- Opening Delimiter -
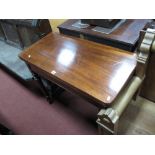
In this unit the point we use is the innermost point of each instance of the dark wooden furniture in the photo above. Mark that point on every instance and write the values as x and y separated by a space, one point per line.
108 23
22 33
18 34
94 71
124 37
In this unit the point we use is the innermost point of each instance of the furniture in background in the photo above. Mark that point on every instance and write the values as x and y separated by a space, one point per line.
24 32
148 87
16 35
125 36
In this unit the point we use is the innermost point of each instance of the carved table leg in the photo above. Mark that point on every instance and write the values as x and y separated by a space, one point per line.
49 89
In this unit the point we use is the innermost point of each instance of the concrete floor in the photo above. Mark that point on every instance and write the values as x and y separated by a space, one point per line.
9 58
139 118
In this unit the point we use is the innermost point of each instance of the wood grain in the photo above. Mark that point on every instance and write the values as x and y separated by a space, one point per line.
91 70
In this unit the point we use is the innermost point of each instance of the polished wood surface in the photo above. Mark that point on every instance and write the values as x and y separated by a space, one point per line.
125 37
94 71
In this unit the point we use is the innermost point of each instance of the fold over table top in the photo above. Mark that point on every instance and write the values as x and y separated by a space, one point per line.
95 71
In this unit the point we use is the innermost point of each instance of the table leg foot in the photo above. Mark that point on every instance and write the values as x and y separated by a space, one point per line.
107 121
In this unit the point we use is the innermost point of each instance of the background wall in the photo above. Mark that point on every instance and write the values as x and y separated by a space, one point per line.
55 22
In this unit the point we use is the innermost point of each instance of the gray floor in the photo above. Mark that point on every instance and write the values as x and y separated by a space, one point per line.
139 118
9 58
- Closing Delimiter -
● **Required action**
An exact copy of all the records is required, with the pictures omitted.

● **Task response**
In this unit the point we use is the innermost point of each instance of the dark wooden furniture in the photo above. Mark that point on every instance and write the values as x and y separated by a space, one point per line.
108 23
22 33
18 34
94 71
124 37
In this unit the point we use is the innermost point of each instance of the furniture in background in the photo above. Mark that point on every instance and write the values as x and y separated by a space, one point per line.
24 32
148 87
16 35
125 36
In this unit the point we use is the innermost point of each instance of the carved table leg in the photo above. Mark that point on every instance and write the values as x and y separated by a space, one point per line.
49 89
In this unit the point we use is the innermost point of each instance of the concrete floor in the photo above. Mark that point on every instance and write the values as x and y separated by a space, one point per line.
9 58
139 118
In this unit the point we use is the innermost point of each instance of the wood grain in the photo above. Mark that point on every instance and write the values as x and y separated by a space, one point per line.
91 70
In this unit the point we use is the innermost point of each instance of the polished wood surface in the photo above. Mark that point on every instance and write the values as x and y separated by a space, one point per line.
125 37
94 71
In this unit the point we use is the innermost point of each instance of the fold over table top in the photo above. Mark that point on every instance and write the values as x and y separated by a space, one point per line.
95 71
In this unit the point we use is the innermost point of each instance of the table leg foot in the photo above. Mark that point on every instance and write the values as x and y separated by a space, one point per line.
107 121
In this unit the point we use is the innermost point of each instance of the background wall in the photo above. Mark that point on every instance and write the values as x and y separated by a space, one point per line.
55 22
In this unit the point we use is the innermost point of each instance of the gray floor in the photo above. Mark that point on every instance and write the values as x and y separated by a space, one point per line.
139 118
9 58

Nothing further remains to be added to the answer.